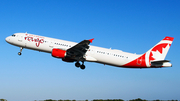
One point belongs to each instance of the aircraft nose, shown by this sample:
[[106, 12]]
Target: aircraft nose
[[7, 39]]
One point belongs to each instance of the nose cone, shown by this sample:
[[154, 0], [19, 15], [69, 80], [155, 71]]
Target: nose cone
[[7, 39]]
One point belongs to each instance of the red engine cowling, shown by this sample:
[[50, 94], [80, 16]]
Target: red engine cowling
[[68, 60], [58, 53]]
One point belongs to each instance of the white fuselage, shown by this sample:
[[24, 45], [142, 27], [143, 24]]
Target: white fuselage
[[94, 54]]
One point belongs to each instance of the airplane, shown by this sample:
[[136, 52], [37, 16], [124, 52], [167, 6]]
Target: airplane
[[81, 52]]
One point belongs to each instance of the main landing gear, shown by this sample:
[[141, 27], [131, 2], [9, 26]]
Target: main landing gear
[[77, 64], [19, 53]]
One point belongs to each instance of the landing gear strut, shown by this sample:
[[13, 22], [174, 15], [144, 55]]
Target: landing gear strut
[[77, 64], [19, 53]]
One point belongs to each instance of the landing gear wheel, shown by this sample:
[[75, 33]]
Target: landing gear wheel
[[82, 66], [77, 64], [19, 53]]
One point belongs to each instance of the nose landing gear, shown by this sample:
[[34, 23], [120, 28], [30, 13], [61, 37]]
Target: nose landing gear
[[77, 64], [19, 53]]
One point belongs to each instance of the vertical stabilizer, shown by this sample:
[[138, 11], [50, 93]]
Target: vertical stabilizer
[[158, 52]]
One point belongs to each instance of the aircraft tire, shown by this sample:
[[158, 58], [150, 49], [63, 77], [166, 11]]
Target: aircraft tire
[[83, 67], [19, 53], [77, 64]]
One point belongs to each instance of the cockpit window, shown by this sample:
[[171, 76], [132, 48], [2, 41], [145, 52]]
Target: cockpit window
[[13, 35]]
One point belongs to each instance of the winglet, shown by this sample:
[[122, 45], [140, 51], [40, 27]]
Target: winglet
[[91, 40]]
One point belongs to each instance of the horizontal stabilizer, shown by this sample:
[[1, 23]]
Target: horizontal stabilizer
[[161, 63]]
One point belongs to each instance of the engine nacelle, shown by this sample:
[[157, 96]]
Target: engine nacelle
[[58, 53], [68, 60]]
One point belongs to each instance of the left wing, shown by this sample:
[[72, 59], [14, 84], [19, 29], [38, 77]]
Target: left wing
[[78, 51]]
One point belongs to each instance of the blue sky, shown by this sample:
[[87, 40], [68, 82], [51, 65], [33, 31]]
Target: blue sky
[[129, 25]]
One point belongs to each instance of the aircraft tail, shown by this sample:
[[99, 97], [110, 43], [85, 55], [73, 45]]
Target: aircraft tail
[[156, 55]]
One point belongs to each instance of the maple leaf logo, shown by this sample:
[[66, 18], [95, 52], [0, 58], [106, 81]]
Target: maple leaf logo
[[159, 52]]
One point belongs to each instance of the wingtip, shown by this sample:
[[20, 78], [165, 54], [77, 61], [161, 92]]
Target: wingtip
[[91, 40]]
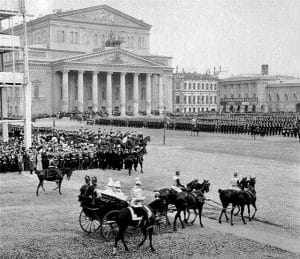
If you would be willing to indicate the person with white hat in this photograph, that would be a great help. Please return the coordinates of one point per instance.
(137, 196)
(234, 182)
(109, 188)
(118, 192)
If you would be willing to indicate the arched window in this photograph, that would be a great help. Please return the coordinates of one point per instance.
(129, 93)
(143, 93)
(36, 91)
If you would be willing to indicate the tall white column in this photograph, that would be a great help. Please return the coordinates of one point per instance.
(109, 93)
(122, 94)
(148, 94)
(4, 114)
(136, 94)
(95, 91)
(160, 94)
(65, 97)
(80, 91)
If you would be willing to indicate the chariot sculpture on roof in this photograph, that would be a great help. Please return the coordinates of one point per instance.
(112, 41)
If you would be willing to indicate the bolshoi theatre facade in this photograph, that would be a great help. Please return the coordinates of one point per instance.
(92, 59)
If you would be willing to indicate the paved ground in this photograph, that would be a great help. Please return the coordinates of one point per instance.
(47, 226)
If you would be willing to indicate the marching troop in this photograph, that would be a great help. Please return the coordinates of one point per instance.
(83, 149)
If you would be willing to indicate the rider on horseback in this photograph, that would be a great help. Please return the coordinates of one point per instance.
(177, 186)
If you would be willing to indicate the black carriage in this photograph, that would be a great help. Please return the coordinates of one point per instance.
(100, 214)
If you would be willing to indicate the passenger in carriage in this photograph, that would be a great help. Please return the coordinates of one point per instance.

- Do this: Format the entries above as a JSON list of strings, one string per line, omitting blank lines and leaving out the pictures.

- Response to the exercise:
[
  "One point belongs to each instance of the aircraft nose, shown by this sample:",
  "[[106, 12]]",
  "Target: aircraft nose",
  "[[7, 39]]",
  "One point belongs to each instance of the nose cone, shown by this sample:",
  "[[154, 0], [19, 15], [69, 80], [155, 71]]",
  "Target: nose cone",
  "[[7, 39]]",
  "One point belongs to each instance of the red engine cowling, shown by this sample:",
  "[[50, 94], [80, 16]]",
  "Target: red engine cowling",
  "[[68, 60], [58, 53]]",
  "One point belongs to each instance of the white fuselage, shown by this sample:",
  "[[24, 45], [142, 27], [143, 24]]",
  "Target: white fuselage",
  "[[94, 54]]",
  "One point belongs to each instance of the airplane, shown by this sample:",
  "[[136, 52], [37, 16], [124, 52], [167, 6]]",
  "Target: airplane",
  "[[81, 52]]",
  "One point belongs to each instance of the main landing gear, shown by this sample:",
  "[[141, 27], [131, 2], [9, 26]]",
  "Target: main landing gear",
  "[[77, 64], [19, 53]]",
  "One point belongs to each instance of the landing gear strut, shown by this sample:",
  "[[13, 22], [174, 15], [144, 55]]",
  "Target: landing gear strut",
  "[[77, 64], [19, 53]]",
  "One point belongs to each instance of the landing gear wheel, shown by this sample:",
  "[[75, 33]]",
  "Target: landing gear wheel",
  "[[82, 66], [77, 64], [19, 53]]",
  "One point belongs to each instance of the nose landing gear, shown by this sample:",
  "[[34, 23], [120, 28], [30, 13], [61, 37]]",
  "Target: nose landing gear",
  "[[77, 64], [19, 53]]",
  "One point belongs to each instance of the vertical stabilizer, shown by this sample:",
  "[[138, 11], [50, 93]]",
  "Target: vertical stabilizer",
  "[[158, 52]]",
  "One point belongs to each instance of the aircraft tire, shown by this sample:",
  "[[158, 58], [150, 49], [63, 77], [166, 11]]",
  "Target: aircraft tire",
  "[[83, 67], [19, 53], [77, 64]]",
  "One point belongs to each instance of the cockpit window, shown by this sample:",
  "[[171, 76], [132, 48], [2, 41], [145, 52]]",
  "Target: cockpit window",
  "[[13, 35]]",
  "One point belongs to each instance of the winglet, shown by this sample:",
  "[[122, 45], [140, 51], [40, 27]]",
  "Target: winglet",
  "[[91, 40]]",
  "One point belongs to each instance of the horizontal stabilizer, shown by this sample:",
  "[[1, 23]]",
  "Target: horizontal stabilizer",
  "[[161, 63]]",
  "One point belongs to each instance of the engine nacelle, shown by this sample:",
  "[[157, 96]]",
  "Target: engine nacelle",
  "[[58, 53], [68, 60]]",
  "One point belongs to each instance of the left wing, shown by this sample:",
  "[[72, 59], [14, 84], [19, 29], [38, 77]]",
  "Target: left wing",
  "[[78, 51]]",
  "One point belongs to each instance of the blue sky, shown by this sample:",
  "[[87, 40], [68, 82], [51, 65], [33, 31]]",
  "Target: blue sky",
  "[[129, 25]]",
  "One point belongs to each instance of the aircraft tail, shown by this sample:",
  "[[99, 97], [110, 43], [85, 55], [73, 45]]",
  "Target: aircraft tail",
  "[[156, 55]]",
  "One point belongs to each instance of the maple leaf logo, shown by this sample:",
  "[[66, 18], [95, 52], [0, 58], [106, 81]]",
  "Target: maple leaf logo",
  "[[159, 52]]",
  "One point belongs to each instance of the wingtip, shown by this sample:",
  "[[20, 78], [165, 54], [77, 61], [161, 92]]",
  "Target: wingtip",
  "[[91, 40]]",
  "If you would be willing to indicate the person with white hat in this photograph, that would be a great help. Please return the coordinates of one point per instance.",
  "(137, 196)",
  "(234, 182)",
  "(109, 188)",
  "(118, 192)",
  "If you would be willing to indicate the arched window in this photograph, that would be a great help. Please return the coordinates of one point per instance.",
  "(129, 93)",
  "(143, 93)",
  "(36, 91)",
  "If you would be willing to indicate the tall white column in this photograph, that would be a great help. Please return the coordinates of one point per instance.",
  "(109, 93)",
  "(122, 94)",
  "(148, 94)",
  "(4, 114)",
  "(136, 94)",
  "(95, 91)",
  "(160, 94)",
  "(65, 97)",
  "(80, 91)",
  "If you would be willing to indicate the chariot sculpture on roof in this photograph, that would be a great help. Please return the coordinates of one point per instance.",
  "(112, 41)",
  "If you would be willing to indicate the bolshoi theatre facade in this photograph, that would be a great help. Please return the coordinates of one point per instance.",
  "(92, 59)",
  "If you would be willing to indicate the paved ground in this photograph, that would be a great help. Please return the coordinates of one point per instance.",
  "(47, 226)",
  "If you would be willing to indicate the marching troop in this photograph, that would be a great help. Please return the coordinates of one point per instance.",
  "(83, 149)",
  "If you would be willing to indicate the rider on horseback in this photograph, that would be a great help. Please return the coordinates of one point per instance.",
  "(177, 186)",
  "If you would be willing to indicate the black carriage in this photograph, that would be a great help. Please return the coordinates of one point per instance.",
  "(100, 214)",
  "If you would be willing to indicate the passenger in carriage in this photograph, that would be a great help. Please return the coordinates of one point per instance."
]